Find "Could you mark the black shoe" in the material below, then copy that line and every subsequent line to the end, exactly.

▬▬▬

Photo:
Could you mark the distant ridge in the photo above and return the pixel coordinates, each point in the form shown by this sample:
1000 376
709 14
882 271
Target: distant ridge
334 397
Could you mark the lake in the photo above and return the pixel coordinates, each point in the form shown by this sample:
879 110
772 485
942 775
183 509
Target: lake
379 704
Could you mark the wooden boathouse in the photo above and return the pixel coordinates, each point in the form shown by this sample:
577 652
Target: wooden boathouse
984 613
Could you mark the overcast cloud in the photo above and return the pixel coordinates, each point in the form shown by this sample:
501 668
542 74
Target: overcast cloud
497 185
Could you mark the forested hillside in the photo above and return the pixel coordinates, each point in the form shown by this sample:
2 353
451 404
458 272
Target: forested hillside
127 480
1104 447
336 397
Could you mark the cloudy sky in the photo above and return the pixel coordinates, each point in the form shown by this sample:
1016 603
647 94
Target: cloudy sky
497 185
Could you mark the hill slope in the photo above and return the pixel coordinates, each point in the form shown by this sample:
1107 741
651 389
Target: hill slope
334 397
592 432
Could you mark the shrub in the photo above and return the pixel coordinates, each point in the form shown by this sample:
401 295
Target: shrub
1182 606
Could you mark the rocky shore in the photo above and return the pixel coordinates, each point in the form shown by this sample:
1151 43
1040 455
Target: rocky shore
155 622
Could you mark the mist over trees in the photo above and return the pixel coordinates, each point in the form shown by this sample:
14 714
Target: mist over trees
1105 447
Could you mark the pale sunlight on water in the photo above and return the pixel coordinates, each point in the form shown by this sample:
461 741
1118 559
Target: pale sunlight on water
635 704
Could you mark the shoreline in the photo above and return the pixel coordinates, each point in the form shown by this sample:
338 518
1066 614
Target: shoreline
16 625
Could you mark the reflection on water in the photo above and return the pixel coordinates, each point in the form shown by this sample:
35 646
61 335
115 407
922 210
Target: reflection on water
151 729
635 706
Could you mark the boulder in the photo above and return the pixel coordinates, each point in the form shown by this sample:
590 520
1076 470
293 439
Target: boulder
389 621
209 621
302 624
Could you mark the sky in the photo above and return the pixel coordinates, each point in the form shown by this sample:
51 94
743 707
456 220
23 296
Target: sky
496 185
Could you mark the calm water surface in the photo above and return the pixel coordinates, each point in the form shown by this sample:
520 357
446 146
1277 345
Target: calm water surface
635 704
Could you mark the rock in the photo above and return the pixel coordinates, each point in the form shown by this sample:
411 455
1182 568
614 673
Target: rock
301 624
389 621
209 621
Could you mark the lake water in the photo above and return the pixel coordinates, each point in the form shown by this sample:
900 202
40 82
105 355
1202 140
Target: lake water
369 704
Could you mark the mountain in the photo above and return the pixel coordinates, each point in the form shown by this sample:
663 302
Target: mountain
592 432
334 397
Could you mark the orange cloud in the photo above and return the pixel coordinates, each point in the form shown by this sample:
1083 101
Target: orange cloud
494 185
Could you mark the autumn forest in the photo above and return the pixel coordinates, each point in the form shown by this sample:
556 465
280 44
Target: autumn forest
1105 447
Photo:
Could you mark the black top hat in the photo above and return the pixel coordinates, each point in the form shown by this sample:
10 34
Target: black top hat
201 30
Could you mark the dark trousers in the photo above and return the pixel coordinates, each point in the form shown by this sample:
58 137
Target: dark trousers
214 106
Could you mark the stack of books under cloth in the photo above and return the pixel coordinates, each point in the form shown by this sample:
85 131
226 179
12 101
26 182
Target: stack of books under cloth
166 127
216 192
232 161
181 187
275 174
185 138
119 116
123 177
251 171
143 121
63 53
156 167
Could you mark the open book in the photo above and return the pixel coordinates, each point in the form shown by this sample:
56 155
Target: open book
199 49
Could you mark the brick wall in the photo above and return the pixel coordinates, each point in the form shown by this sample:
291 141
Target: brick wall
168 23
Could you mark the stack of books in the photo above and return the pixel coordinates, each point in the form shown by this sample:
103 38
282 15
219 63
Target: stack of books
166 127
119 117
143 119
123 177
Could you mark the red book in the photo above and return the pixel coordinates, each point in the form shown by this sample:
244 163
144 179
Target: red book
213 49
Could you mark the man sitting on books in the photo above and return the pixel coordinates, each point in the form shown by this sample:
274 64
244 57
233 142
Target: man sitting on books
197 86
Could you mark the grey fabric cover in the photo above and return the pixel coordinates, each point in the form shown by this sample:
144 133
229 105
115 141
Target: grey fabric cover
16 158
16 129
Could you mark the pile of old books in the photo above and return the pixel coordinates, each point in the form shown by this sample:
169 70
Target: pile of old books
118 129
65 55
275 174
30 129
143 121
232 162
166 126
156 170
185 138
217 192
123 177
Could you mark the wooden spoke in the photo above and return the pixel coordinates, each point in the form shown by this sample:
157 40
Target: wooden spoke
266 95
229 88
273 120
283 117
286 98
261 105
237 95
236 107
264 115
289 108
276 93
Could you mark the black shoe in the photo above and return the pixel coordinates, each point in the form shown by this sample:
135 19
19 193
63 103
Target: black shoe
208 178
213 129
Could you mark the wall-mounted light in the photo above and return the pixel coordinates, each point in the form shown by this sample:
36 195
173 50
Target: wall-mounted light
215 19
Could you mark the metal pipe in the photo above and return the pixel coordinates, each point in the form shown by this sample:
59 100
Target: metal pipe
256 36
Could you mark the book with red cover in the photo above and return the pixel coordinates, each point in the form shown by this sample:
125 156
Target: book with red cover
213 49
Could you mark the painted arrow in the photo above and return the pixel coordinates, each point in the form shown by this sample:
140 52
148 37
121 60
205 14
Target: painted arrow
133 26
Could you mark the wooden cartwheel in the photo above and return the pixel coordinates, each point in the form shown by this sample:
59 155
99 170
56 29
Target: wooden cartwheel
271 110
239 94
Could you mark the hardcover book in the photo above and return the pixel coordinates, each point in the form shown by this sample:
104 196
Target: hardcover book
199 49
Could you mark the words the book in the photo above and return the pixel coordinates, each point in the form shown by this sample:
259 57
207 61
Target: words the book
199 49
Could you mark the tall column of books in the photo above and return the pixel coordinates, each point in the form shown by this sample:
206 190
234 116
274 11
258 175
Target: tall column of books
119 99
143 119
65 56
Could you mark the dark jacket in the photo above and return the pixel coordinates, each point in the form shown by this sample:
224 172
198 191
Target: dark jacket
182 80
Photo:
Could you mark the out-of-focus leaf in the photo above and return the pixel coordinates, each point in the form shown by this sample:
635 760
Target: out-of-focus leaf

▬▬▬

- _CORRECT OUTPUT_
Could you mark the black shoe in the photo above and return the pixel coordinates, each point in the form shown by this sample:
135 19
19 193
63 103
Target: black shoe
208 178
213 129
Could you mark the wall-mounted light in the photo above and return the pixel coordinates, each point in the form shown by this sample:
36 195
173 50
Target: wall-mounted light
215 19
Could you mark the metal pipe in the photo above and return the pixel coordinates, each point in the form shown by this sample:
59 100
Target: metal pipe
256 36
Could you mark the book with red cover in the photo above and return the pixel coordinates, each point in the form shown by this sample:
125 156
Target: book with red cover
213 49
Could you mark the painted arrow in the photo above and return the pixel coordinates, each point in the form shown by this sample:
140 52
148 37
121 60
205 14
Target: painted arrow
133 26
Could you mark the wooden cartwheel in the photo above and return the pixel coordinates, each point in the form shown by this sample:
59 155
99 170
56 29
Target: wooden cartwheel
271 110
239 94
Could you mark the hardcover book in the photo above and return the pixel coordinates, each point in the form shown by this sample:
104 196
Target: hardcover book
199 49
Could you mark the words the book in the photo above and return the pixel coordinates, each point in the form shown by this sample:
259 57
207 61
Target: words the book
199 49
Could you mark the tall column of books in the photo above and return the pixel coordinates, each point in the form shown by this sample:
206 190
234 116
274 11
258 175
Target: tall column of books
119 99
143 119
65 56
Could you mark the dark jacket in the photo above and return the pixel coordinates, each point in the form shown by this sample:
224 172
198 191
Target: dark jacket
182 80
Photo:
Could you mark the out-of-focus leaf in the photo above and return the pixel coordinates, each point in the form shown by this sample:
635 760
Target: out-of-focus leaf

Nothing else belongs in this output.